start
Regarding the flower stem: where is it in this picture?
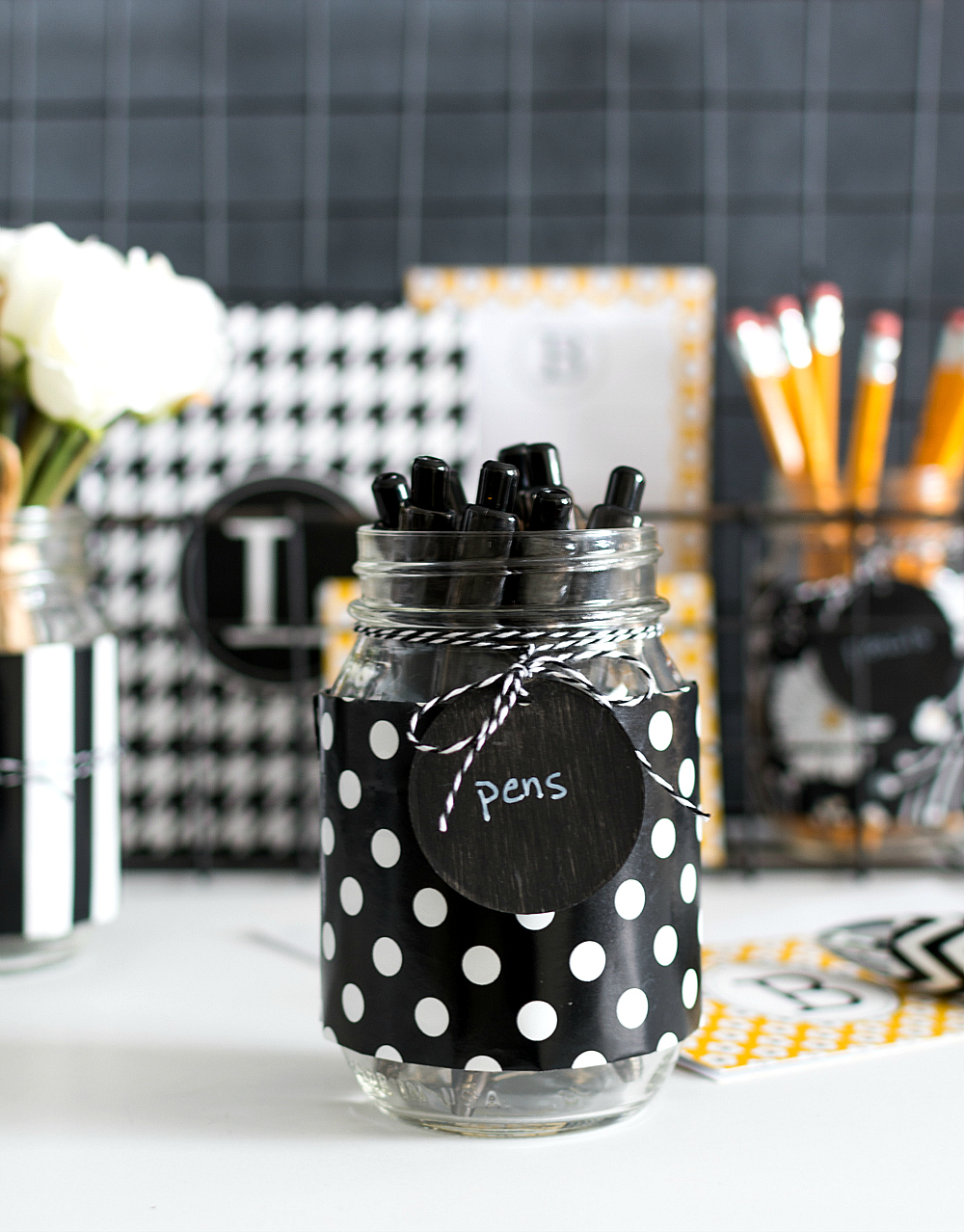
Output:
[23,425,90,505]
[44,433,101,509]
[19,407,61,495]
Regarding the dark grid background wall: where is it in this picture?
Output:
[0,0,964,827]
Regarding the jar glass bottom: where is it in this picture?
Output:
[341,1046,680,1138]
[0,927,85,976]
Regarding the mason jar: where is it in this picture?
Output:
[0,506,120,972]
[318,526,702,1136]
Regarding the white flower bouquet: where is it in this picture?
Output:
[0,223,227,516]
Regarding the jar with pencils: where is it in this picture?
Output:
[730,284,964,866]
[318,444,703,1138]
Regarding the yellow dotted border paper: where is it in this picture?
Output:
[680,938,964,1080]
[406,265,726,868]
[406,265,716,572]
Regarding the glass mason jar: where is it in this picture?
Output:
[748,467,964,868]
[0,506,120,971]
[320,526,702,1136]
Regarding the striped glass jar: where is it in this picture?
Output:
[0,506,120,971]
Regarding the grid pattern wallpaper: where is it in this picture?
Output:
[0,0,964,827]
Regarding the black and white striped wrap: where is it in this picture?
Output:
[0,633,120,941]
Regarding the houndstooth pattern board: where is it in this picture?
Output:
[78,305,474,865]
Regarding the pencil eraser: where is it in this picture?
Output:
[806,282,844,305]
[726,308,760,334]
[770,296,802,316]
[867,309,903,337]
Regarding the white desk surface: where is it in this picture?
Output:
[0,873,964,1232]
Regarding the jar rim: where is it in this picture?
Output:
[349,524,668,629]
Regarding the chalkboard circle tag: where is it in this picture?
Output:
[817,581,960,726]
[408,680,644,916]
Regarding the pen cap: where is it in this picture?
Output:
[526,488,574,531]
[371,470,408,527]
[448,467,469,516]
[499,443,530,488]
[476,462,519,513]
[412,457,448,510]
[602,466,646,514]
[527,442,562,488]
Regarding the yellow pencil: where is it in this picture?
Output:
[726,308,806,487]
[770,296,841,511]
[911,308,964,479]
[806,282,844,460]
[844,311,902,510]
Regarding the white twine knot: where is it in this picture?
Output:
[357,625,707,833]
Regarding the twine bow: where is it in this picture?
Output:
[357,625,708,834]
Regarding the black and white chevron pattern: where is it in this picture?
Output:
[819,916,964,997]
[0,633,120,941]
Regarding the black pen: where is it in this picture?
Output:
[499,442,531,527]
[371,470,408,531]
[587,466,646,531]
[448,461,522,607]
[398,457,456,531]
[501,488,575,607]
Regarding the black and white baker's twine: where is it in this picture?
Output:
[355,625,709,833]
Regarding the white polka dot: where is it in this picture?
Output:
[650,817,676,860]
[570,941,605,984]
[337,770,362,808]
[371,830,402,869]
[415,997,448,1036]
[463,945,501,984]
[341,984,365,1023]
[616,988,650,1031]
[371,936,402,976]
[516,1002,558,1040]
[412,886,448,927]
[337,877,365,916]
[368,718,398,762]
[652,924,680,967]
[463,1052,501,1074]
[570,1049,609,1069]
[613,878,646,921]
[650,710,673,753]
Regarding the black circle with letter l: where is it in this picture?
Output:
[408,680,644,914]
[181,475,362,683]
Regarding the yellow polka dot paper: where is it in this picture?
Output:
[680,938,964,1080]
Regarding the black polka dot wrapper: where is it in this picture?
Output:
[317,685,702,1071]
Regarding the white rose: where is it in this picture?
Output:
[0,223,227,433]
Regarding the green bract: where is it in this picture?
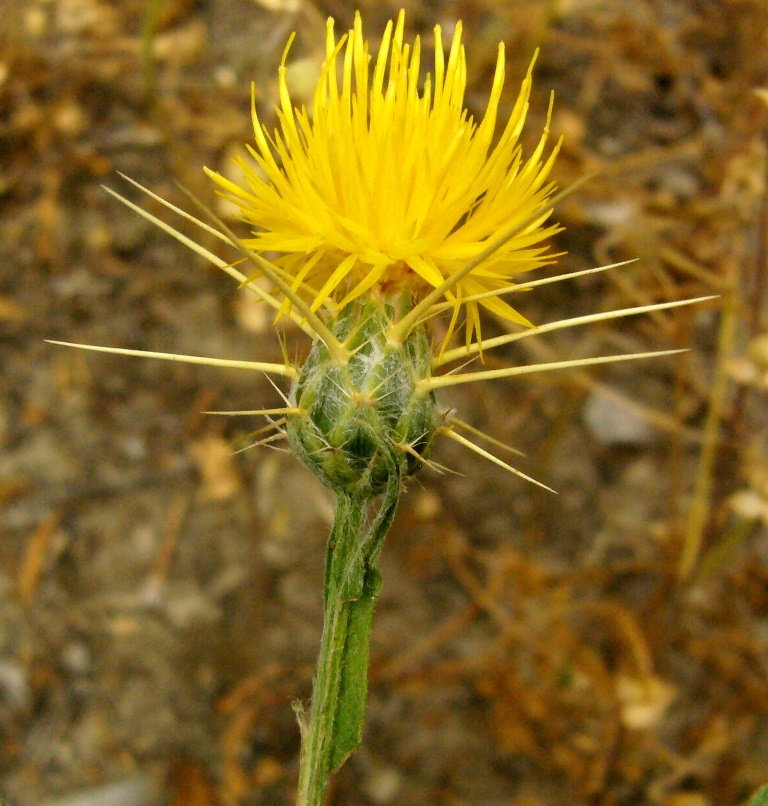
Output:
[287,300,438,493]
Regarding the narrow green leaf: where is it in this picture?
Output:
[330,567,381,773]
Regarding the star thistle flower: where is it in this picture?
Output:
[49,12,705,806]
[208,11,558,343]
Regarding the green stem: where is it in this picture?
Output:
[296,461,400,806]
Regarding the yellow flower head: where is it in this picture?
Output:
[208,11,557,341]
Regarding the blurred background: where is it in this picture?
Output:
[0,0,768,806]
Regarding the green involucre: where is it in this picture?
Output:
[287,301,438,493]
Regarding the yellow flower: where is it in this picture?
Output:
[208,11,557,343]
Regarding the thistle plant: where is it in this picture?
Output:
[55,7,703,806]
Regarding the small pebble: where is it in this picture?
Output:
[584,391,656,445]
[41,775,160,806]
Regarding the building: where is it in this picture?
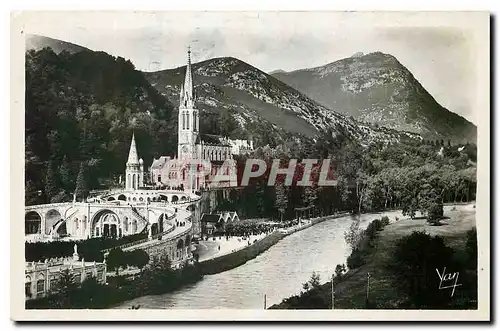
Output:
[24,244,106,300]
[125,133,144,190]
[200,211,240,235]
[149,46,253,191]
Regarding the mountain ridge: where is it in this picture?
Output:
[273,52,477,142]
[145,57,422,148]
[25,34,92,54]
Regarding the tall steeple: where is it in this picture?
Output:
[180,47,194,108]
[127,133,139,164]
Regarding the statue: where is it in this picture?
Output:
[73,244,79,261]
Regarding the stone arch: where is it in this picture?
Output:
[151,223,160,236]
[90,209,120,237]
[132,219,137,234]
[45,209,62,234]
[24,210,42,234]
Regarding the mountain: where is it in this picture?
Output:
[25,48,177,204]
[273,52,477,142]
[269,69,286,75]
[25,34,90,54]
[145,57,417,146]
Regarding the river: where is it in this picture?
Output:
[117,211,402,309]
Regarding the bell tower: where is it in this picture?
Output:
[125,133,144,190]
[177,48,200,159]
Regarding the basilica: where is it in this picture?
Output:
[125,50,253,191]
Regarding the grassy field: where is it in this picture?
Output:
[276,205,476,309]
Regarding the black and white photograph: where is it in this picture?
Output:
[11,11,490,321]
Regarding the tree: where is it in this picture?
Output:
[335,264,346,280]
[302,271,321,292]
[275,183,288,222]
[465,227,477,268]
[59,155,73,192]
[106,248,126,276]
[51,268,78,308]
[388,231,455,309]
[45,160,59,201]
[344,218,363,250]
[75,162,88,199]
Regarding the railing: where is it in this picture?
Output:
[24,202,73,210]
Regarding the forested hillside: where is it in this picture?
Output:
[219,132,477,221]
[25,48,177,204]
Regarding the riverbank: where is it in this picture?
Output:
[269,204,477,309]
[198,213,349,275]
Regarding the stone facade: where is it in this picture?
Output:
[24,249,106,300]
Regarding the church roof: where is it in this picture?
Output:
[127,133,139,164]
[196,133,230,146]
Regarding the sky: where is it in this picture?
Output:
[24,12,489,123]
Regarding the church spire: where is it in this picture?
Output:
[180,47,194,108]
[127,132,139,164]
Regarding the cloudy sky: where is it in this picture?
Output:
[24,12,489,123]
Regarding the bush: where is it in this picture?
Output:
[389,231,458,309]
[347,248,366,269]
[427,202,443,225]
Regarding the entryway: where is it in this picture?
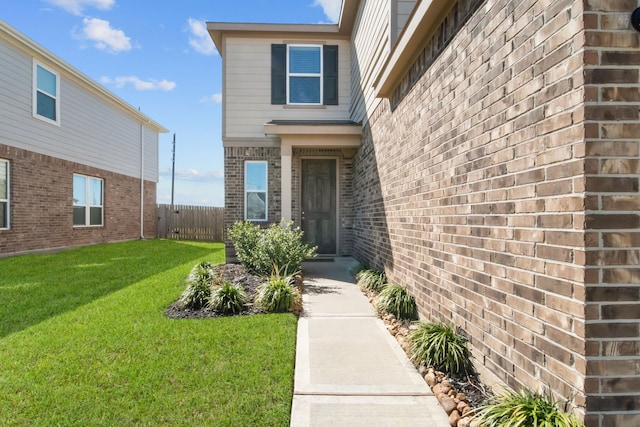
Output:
end
## STATED EXERCISE:
Please return every row above word for word, leaving out the pictures.

## ANSWER TO THE PROBLEM:
Regarding the flower stem: where is it in this picture?
Output:
[23,425,90,505]
[44,433,101,509]
[19,407,61,495]
Regarding the dark grid background wall: where is it in this picture?
Output:
[0,0,964,827]
Regarding the jar glass bottom: where is it in this picture?
Output:
[341,1046,680,1138]
[0,927,85,976]
Regarding the mason jar: where is it in this picture?
Output:
[0,506,120,972]
[318,526,702,1136]
Regarding the white flower bouquet: where is it in this picture?
Output:
[0,223,227,516]
Regarding the jar with pencils: where is it in this picture?
Output:
[730,284,964,866]
[318,444,703,1138]
Regarding the yellow dotted border paper: where is it in this picture?
Output:
[680,938,964,1080]
[406,265,726,868]
[406,265,716,572]
Regarding the glass mason jar: where is it in this picture?
Output:
[748,467,964,868]
[0,506,120,971]
[320,526,702,1136]
Regarding the striped glass jar: where is it in this picture?
Output:
[0,506,120,971]
Regarding the grid pattern wallpaper: where is it in this picture?
Output:
[0,0,964,827]
Regarding the black and white striped wrap: where is it in this picture?
Output:
[0,633,120,941]
Regarding the houndstooth pattern board: where is it in this picture?
Output:
[78,305,474,865]
Regarding the pencil eraser: where is it in this picture?
Output:
[806,282,844,305]
[726,308,760,334]
[770,296,802,316]
[867,309,903,337]
Regarding the white desk surface: where is it in this picture?
Output:
[0,873,964,1232]
Regarding the jar rim: where is it in this picture?
Output:
[349,524,668,629]
Regarding the chalkboard circle tag: where is it in this picture?
Output:
[817,581,960,726]
[408,680,644,916]
Regarding the pen cap: where is it in this picture?
Output:
[526,488,574,531]
[371,470,408,527]
[448,467,469,516]
[499,443,530,488]
[476,462,519,513]
[412,457,448,510]
[602,466,646,514]
[527,442,562,488]
Regarding the yellow pencil: where is it in this picture?
Output:
[726,308,806,487]
[770,296,841,511]
[911,308,964,479]
[806,282,844,460]
[844,311,902,510]
Regarding the white twine knot: where is it in this picture?
Output:
[357,625,707,833]
Regarding the twine bow: where is it in this picture?
Output:
[357,625,708,834]
Regarding the black and white chevron pattern: where is it in this picture?
Output:
[819,916,964,997]
[0,633,120,941]
Regarding the black pen: where is it in this picture?
Output:
[499,442,531,527]
[371,470,408,531]
[587,466,646,531]
[448,461,522,607]
[398,457,456,531]
[501,488,575,607]
Regarding the black and white baker's twine: where is it in this picture?
Output:
[355,625,709,833]
Regarding the white polka dot: where is it in this picture?
Output:
[650,817,676,860]
[570,941,605,984]
[337,770,362,808]
[371,830,402,869]
[415,997,448,1036]
[463,945,501,984]
[341,984,365,1023]
[616,988,650,1031]
[371,936,402,976]
[516,1002,558,1040]
[412,886,448,927]
[337,877,365,916]
[368,718,398,762]
[652,924,680,967]
[463,1052,501,1074]
[570,1049,609,1069]
[613,878,646,921]
[650,710,673,753]
Regarding the black circle with letter l: where is it in this picture?
Output:
[408,680,644,914]
[181,475,362,683]
Regarding the yellow polka dot paper: where is it in this picture?
Output:
[680,938,964,1080]
Regarding the black polka dot wrapper: where is it in this picture?
Output:
[317,685,702,1071]
Regarding the white rose: where is it in this picture?
Output:
[0,223,227,433]
Regarding the green bract: where is it in this picture?
Output:
[287,300,438,493]
Regarding the narrow green leaf: where is it in this picture?
Output:
[330,567,381,773]
Regarding the star thistle flower: where is it in this picture?
Output:
[49,12,705,806]
[208,11,558,343]
Regarding the green stem: where is it in this picture?
Output:
[296,461,400,806]
Regarding the yellow flower head: where is it in this picture?
Output:
[208,11,557,341]
Regarding the blurred background: where is it in this picture?
Output:
[0,0,768,806]
Regarding the green involucre: where is it in this picture?
Output:
[287,301,438,493]
Regarding the yellow flower: where is it in this picture?
Output:
[208,11,557,343]
Regarding the thistle plant: where is it in this picture?
Output:
[55,7,703,806]
Regarding the small pebble: where is it in this picture?
Output:
[584,391,656,445]
[41,775,160,806]
Regarding the building: where is it in this picture?
Output:
[24,244,106,300]
[125,133,144,190]
[200,211,240,235]
[149,46,253,191]
Regarding the mountain ridge: where is it in this picture?
Output:
[273,52,477,142]
[145,57,422,148]
[25,34,92,54]
Regarding the tall steeple: where is it in this picture?
Output:
[180,47,194,108]
[127,133,139,164]
Regarding the statue: where is it in this picture?
Output:
[73,244,79,261]
Regarding the stone arch: where is it in this picture?
Output:
[151,223,160,236]
[90,209,120,237]
[132,219,137,234]
[45,209,62,234]
[24,210,42,234]
Regarding the mountain: where is it in this picture?
Output:
[25,48,177,204]
[273,52,477,142]
[269,69,286,75]
[25,34,90,54]
[145,57,417,146]
Regarding the river: where is it in this picture?
Output:
[117,211,402,309]
Regarding the bell tower: where is it in this picture?
Output:
[125,133,144,190]
[177,48,200,159]
Regarding the basilica: where is it in this picture?
Output:
[125,50,253,191]
Regarding the grassy field: where is it in this picture?
Output:
[276,205,476,309]
Regarding the black and white photograph: where is it in this picture?
Output:
[11,11,490,321]
Regarding the tree: where is it in this picture?
Output:
[335,264,346,280]
[302,271,321,292]
[275,183,288,222]
[465,227,477,268]
[59,155,73,192]
[106,248,126,276]
[51,268,78,308]
[388,231,455,309]
[45,160,59,201]
[344,218,363,250]
[75,162,88,199]
Regarding the railing: where is it in this picture?
Output:
[24,202,73,210]
Regarding the forested hillside: where is it in this picture?
Output:
[219,132,477,221]
[25,48,177,204]
Regarding the riverbank: where is it in this picture?
Output:
[269,204,477,309]
[198,213,349,275]
Regarding the stone facade: where is it in this picture?
Output:
[24,249,106,300]
Regarding the church roof: where is it in this picture?
Output:
[127,133,139,164]
[196,133,230,146]
Regarding the sky: where is it in this picture?
Output:
[24,12,489,123]
Regarding the church spire: where is it in this picture?
Output:
[180,47,194,108]
[127,132,139,164]
Regarding the cloudy sky: where is it in this picture?
Output:
[24,12,489,123]
Regarding the bush: where is it in this picture?
Output:
[389,231,458,309]
[347,248,366,269]
[427,202,443,225]
Regarding the entryway: where is it in this picture?
Output:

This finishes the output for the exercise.